### DOCUMENT PASSAGE

# # # # # # #

Oracle’s alert.log chronologically records messages and errors arising from the daily database operation. Also, there are pointers to trace files and dump files.

These messages include:

  • startups and shutdowns of the instance
  • Messages to the operator console
  • Errors causing trace files.
  • Create, alter and drop SQL statements on databases, tablespaces and rollback segments.
  • Errors when a materialized view is refreshed.
  • ORA-00600 (internal) errors.
  • ORA-01578 errors (block corruption)
  • ORA-00060 errors (deadlocks)

alert.log is a text file that can be opened with any text editor. The directory where it is found can be determined by the background_dump_dest

initialization parameter:   select value from v$parameter where name = ‘background_dump_dest’;

If the background_dump_dest parameter is not specified, Oracle will write the alert.log into the $ORACLE_HOME/RDBMS/trace directory.

26. What is the difference between connection and session?

A connection is a physical communication pathway between a client process and a database instance. A communication pathway is established using available interprocesses communication mechanisms or network software. Typically, a connection occurs between a client process and a server process or dispatcher, but it can also occur between a client process and Oracle Connection Manager (CMAN).

A session is a logical entity in the database instance memory that represents the state of a current user login to a database. For example, when a user is authenticated by the database with a password, a session is established for this user. A session lasts from the time the user is authenticated by the database until the time the user disconnects or exits the database application.

A single connection can have 0, 1, or more sessions established on it. The sessions are independent: a commit in one session does not affect transactions in other sessions.

# # # # # # #

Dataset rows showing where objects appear

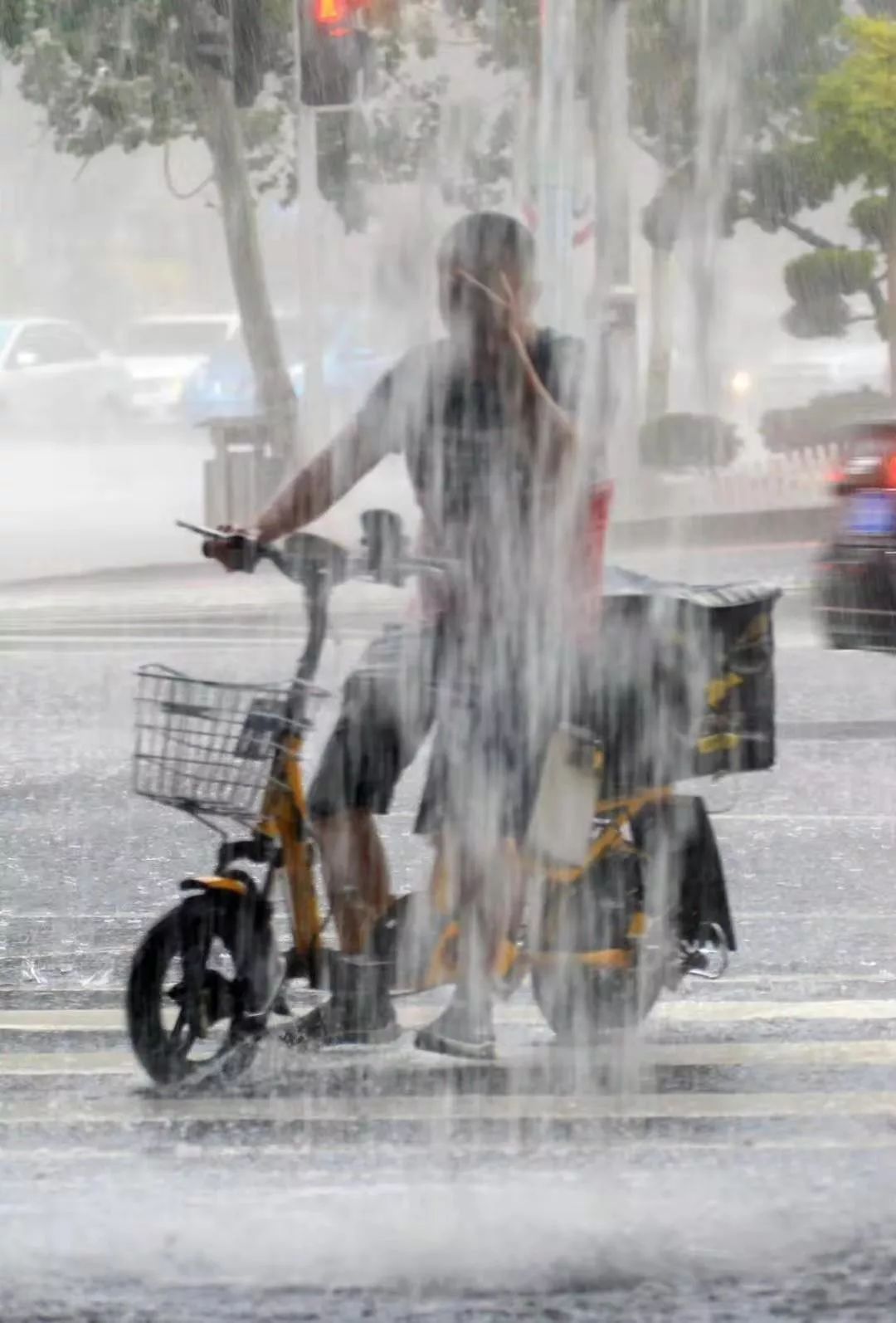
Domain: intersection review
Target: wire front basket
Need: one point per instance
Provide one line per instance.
(207, 746)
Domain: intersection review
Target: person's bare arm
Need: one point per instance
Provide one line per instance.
(318, 486)
(377, 430)
(552, 432)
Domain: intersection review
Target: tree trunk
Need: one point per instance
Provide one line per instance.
(661, 331)
(224, 135)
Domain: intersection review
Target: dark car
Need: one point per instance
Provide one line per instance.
(855, 581)
(357, 349)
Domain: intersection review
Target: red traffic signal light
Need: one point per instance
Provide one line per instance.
(334, 51)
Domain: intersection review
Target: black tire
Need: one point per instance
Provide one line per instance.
(155, 1046)
(584, 1002)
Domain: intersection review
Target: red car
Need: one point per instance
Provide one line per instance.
(855, 583)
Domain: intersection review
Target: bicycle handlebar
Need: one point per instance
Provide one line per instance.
(318, 565)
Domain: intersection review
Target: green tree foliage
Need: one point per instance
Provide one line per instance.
(855, 107)
(681, 441)
(789, 430)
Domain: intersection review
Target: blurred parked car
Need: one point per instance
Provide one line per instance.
(855, 579)
(163, 352)
(55, 376)
(225, 387)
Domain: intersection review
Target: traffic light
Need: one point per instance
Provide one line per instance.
(227, 36)
(334, 51)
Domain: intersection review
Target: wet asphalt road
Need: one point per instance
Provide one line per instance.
(739, 1163)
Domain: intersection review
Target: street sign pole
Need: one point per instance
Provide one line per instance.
(312, 229)
(613, 293)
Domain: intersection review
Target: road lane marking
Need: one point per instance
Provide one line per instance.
(447, 1109)
(830, 1055)
(686, 1011)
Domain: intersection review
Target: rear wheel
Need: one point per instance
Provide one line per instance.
(185, 1003)
(597, 969)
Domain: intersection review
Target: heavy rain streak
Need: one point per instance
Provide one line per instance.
(447, 540)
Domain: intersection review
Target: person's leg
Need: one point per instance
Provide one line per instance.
(356, 875)
(373, 743)
(488, 888)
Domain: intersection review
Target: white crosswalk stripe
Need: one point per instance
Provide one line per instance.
(833, 1064)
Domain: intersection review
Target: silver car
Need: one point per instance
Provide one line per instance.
(53, 376)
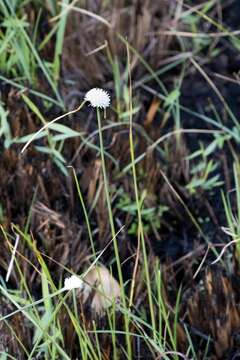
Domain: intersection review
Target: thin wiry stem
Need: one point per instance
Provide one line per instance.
(48, 124)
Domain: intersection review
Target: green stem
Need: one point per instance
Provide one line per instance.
(115, 245)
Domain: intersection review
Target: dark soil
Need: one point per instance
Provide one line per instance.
(210, 301)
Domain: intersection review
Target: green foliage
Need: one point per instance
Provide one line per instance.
(151, 217)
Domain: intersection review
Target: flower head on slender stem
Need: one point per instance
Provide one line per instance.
(98, 98)
(73, 282)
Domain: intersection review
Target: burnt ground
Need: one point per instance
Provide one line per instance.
(32, 186)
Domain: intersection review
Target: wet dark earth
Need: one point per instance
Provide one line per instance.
(36, 196)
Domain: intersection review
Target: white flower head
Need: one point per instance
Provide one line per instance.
(98, 98)
(73, 282)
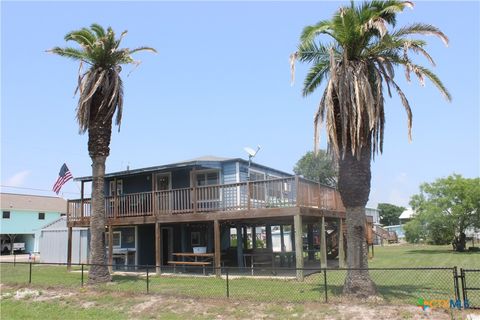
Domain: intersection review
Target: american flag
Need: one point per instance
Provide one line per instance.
(63, 176)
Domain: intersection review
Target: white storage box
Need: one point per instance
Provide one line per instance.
(199, 249)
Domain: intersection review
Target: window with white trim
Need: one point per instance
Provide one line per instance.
(119, 187)
(257, 190)
(207, 182)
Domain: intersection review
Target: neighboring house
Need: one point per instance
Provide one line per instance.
(24, 215)
(53, 239)
(156, 212)
(398, 229)
(374, 213)
(406, 215)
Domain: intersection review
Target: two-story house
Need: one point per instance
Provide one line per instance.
(155, 214)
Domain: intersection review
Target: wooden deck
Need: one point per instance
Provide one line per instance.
(245, 200)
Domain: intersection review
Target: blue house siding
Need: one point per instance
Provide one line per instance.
(181, 179)
(229, 170)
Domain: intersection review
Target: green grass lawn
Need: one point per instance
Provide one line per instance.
(408, 255)
(403, 286)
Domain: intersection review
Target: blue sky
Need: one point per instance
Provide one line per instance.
(221, 82)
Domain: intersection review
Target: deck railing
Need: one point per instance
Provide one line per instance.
(272, 193)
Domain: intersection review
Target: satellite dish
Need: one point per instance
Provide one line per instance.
(250, 151)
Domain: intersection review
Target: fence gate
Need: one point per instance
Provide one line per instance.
(471, 287)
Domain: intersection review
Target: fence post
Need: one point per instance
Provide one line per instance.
(30, 274)
(325, 284)
(228, 287)
(455, 284)
(148, 289)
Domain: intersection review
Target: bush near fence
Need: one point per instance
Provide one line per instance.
(395, 285)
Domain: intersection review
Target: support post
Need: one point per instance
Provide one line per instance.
(245, 238)
(82, 213)
(323, 244)
(311, 249)
(216, 232)
(110, 248)
(297, 222)
(254, 237)
(115, 201)
(268, 234)
(193, 184)
(282, 246)
(341, 247)
(239, 247)
(158, 238)
(69, 249)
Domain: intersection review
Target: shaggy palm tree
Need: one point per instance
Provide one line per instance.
(357, 64)
(100, 96)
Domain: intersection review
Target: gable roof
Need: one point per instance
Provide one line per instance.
(28, 202)
(203, 161)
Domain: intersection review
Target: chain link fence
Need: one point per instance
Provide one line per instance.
(394, 285)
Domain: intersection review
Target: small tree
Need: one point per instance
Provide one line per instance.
(389, 213)
(320, 168)
(445, 209)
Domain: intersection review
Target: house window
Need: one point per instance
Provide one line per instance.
(207, 178)
(257, 190)
(208, 182)
(119, 187)
(117, 239)
(274, 188)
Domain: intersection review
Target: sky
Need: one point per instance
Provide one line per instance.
(221, 82)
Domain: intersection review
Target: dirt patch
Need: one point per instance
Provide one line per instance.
(138, 306)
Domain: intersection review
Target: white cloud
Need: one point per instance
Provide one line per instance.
(18, 179)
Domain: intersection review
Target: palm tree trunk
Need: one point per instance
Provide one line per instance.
(98, 271)
(354, 188)
(99, 134)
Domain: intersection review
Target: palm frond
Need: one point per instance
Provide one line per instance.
(310, 32)
(422, 29)
(435, 80)
(98, 29)
(315, 77)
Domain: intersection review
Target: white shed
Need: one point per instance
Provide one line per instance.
(54, 239)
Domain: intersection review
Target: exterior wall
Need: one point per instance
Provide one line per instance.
(374, 213)
(269, 172)
(53, 245)
(398, 229)
(229, 171)
(25, 222)
(26, 225)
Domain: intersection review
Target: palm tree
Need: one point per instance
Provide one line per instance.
(357, 63)
(100, 96)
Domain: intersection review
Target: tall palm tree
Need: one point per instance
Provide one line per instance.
(357, 63)
(100, 96)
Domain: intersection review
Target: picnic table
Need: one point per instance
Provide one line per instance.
(192, 259)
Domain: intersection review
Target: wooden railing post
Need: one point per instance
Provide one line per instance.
(297, 188)
(153, 203)
(81, 202)
(248, 195)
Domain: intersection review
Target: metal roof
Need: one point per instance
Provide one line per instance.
(204, 161)
(27, 202)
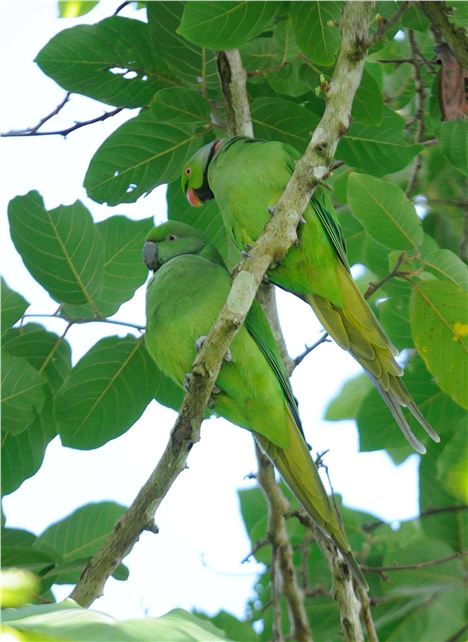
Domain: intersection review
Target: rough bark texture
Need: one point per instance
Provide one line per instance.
(271, 247)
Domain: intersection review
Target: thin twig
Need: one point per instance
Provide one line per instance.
(282, 550)
(414, 567)
(419, 115)
(271, 246)
(61, 132)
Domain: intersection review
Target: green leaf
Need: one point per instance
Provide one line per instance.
(394, 315)
(439, 322)
(446, 265)
(186, 61)
(22, 454)
(81, 534)
(368, 102)
(75, 8)
(377, 150)
(207, 218)
(142, 154)
(22, 393)
(225, 25)
(385, 211)
(105, 393)
(113, 61)
(60, 247)
(346, 404)
(67, 620)
(317, 39)
(13, 306)
(283, 120)
(453, 139)
(437, 407)
(124, 270)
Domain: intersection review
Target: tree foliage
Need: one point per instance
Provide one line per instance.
(399, 185)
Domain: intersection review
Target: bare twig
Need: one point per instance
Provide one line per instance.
(300, 357)
(60, 132)
(282, 550)
(416, 566)
(419, 115)
(272, 245)
(81, 321)
(385, 25)
(455, 36)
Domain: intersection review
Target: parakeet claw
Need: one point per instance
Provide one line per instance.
(199, 342)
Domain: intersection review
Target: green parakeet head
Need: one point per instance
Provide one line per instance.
(195, 175)
(172, 239)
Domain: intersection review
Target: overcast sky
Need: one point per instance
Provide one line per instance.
(195, 559)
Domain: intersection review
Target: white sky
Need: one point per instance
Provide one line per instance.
(195, 559)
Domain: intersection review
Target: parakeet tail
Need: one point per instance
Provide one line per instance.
(355, 328)
(298, 470)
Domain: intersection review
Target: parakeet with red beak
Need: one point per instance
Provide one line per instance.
(189, 287)
(247, 178)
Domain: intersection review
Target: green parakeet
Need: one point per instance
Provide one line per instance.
(184, 297)
(247, 178)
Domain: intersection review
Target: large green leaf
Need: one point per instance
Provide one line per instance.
(13, 306)
(144, 152)
(113, 61)
(105, 393)
(316, 37)
(446, 265)
(454, 143)
(378, 150)
(22, 393)
(124, 270)
(60, 247)
(284, 120)
(346, 404)
(439, 322)
(67, 620)
(79, 535)
(22, 454)
(225, 25)
(188, 62)
(437, 407)
(384, 210)
(452, 466)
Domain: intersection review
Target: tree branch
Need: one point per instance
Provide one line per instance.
(455, 37)
(33, 131)
(272, 245)
(414, 567)
(233, 78)
(282, 549)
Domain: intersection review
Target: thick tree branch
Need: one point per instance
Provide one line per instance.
(278, 236)
(455, 37)
(233, 78)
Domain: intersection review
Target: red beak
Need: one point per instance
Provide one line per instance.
(193, 198)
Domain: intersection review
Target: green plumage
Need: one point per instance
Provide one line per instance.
(247, 177)
(189, 287)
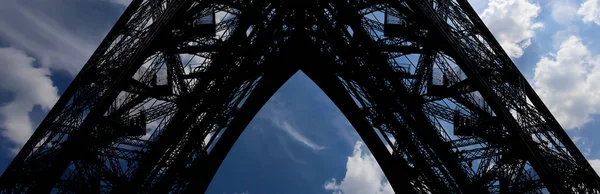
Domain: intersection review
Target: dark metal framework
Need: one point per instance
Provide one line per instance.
(426, 73)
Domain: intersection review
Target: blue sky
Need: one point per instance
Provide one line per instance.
(299, 142)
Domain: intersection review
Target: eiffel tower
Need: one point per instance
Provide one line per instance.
(427, 73)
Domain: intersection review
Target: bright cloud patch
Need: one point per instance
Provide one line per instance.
(363, 175)
(282, 118)
(29, 87)
(513, 23)
(121, 2)
(563, 11)
(568, 83)
(595, 164)
(590, 11)
(36, 31)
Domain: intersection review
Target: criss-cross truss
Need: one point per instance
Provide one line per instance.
(170, 89)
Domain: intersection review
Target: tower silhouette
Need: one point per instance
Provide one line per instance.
(464, 118)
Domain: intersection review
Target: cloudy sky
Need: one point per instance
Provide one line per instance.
(299, 142)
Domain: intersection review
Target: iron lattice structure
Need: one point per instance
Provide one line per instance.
(194, 73)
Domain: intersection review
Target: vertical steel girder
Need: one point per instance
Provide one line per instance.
(158, 70)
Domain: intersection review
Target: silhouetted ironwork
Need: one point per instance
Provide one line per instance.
(192, 75)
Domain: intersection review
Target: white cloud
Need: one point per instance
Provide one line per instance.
(563, 11)
(121, 2)
(590, 11)
(595, 164)
(34, 29)
(30, 87)
(568, 82)
(363, 175)
(279, 116)
(513, 23)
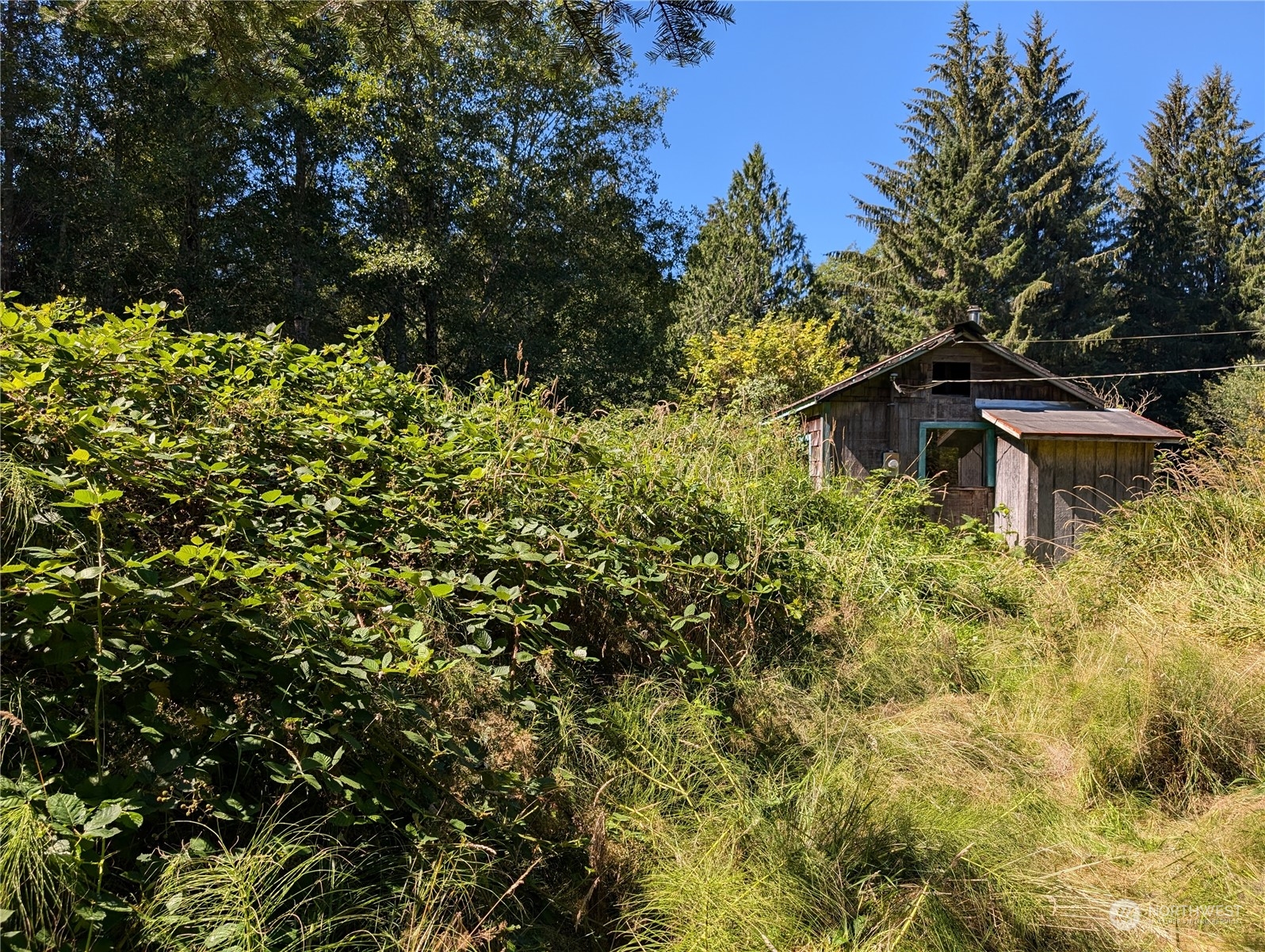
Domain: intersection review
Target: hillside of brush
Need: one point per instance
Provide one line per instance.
(301, 652)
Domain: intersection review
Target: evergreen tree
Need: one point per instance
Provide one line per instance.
(1061, 200)
(1194, 227)
(749, 258)
(942, 237)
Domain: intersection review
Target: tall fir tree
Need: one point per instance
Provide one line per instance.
(749, 258)
(1061, 200)
(1194, 227)
(942, 231)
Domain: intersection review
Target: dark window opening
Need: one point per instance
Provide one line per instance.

# # # # # # #

### WORK INSTRUCTIONS
A – Please rescale the listing from its first line up to and including the line with "(739, 1163)", repeating every line, requests included, with each point coordinate in the answers multiplied by 2.6 and rounded to a whole number, halves rounded up. Leave the pictures out.
B – Extend the Oracle database passage beyond its final sentence.

### EXPECTED RESPONSES
A –
Domain: intersection review
Target: wire front basket
Need: one point per instance
Provide one line per instance.
(538, 1940)
Domain: intersection review
Target: person's bare arm
Need: one point per instance
Provide one line per instance.
(827, 1264)
(980, 1118)
(1435, 1123)
Domain: intersection review
Target: tree trunk
Need: one point per instance
Provide one line per instance.
(1719, 861)
(582, 351)
Domain: intersection review
Target: dark car
Need: one point per instance
Provide one line per instance.
(2223, 1511)
(928, 907)
Domain: intersection review
Target: red traffic signal light
Need: one point per instance
Provide one line per instance.
(868, 133)
Domain: intersection review
Target: black tire
Need: one point per instance
Provide one line per instance.
(403, 2720)
(1518, 2605)
Domain: intersection review
Target: red car
Need: one point per instance
Provide one line per instance.
(2223, 1516)
Domain: intersection review
Target: bicycle handlebar
Need: one point per instance
Provide one line per instance.
(827, 1469)
Domain: intersection review
Target: green tree foliage
Need: one point per instance
Provide one line per instance.
(2223, 278)
(1771, 1147)
(2051, 1118)
Domain: intersection review
Target: blurred parked car
Need: one point per instance
Provide one line per instance.
(2223, 1505)
(424, 915)
(143, 978)
(585, 1006)
Domain: intersection review
Target: traffic light
Need: one point per instance
Provide one line per instance.
(590, 94)
(868, 133)
Domain: intersection review
Target: wet asphalt road
Need: one point per instance
Provide one line per instance.
(1921, 3024)

B –
27. How to enable the trace at a session and what you will get from it?

Enabling Trace at Instance Level

Trace can be enabled when the instance is started by adding the following line to the init.ora file

  sql_trace = TRUE

This will enable trace for all sessions including background processes. Note that enabling this parameter may generate large amounts of trace and consume significant system resources

When the instance is already running, trace can be enabled directly using the ALTER SYSTEM command.

    ALTER SYSTEM SET trace_enabled = TRUE;

This will enable trace for all newly created sessions. Currently executing sessions and background processes will be unaffected.

Instance-wide trace can be disabled again using

    ALTER SYSTEM SET trace_enabled = FALSE;

Enabling Trace at Session Level:

Trace can be enabled at session level using the command :

    ALTER SESSION SET sql_trace = TRUE;

Trace is disabled at session level using

    ALTER SESSION SET sql_trace = FALSE;

Trace is enabled at session level using

    EXECUTE dbms_session.set_sql_trace (TRUE);

Trace is disabled at session level using

    EXECUTE dbms_session.set_sql_trace (FALSE);

 

28. What is the advantage of RMAN?

  • Ability to perform INCREMENTAL backups
  • Ability to recover one block of data file.
  • Ability to automatically backup CONTROLFILE and SPFILE
  • Ability to delete the older ARCHIVE REDOLOG files, with the new one’s automatically.
  • Ability to perform backup and restore with parallelism.
  • Ability to report the files needed for the backup.
  • Ability to RESTART the failed backup, without starting from beginning.
  • Much faster when compared to other TRADITIONAL backup strategies.
  • Unused block compression: In unused block compression, RMAN can skip data blocks that have never been used.
  • No redo log overhead
  • Corrupt block detection: RMAN checks for the block corruption before taking its backup.
  • Maintain backup repository: Backups are recorded in the control file, which is the main repository of RMAN metadata.  Additionally, you can store this metadata in a recovery catalog.
  • Encrypted backups: RMAN uses backup encryption capabilities integrated into Oracle Database to store backup sets in an encrypted format.

 

29. What is instance?

A database instance is a set of memory structures that manage database files. A database is a set of physical files on disk created by the CREATE DATABASE statement. The instance manages its associated data and serves the users of the database.

Every running Oracle database is associated with at least one Oracle database instance. Because an instance exists in memory and a database exists on disk, an instance can exist without a database and a database can exist without an instance.

Instance is a combination of memory structure and process structure. Memory structure is SGA and Process structure is background processes.

 

 

30. What is block corruption and how to recover it?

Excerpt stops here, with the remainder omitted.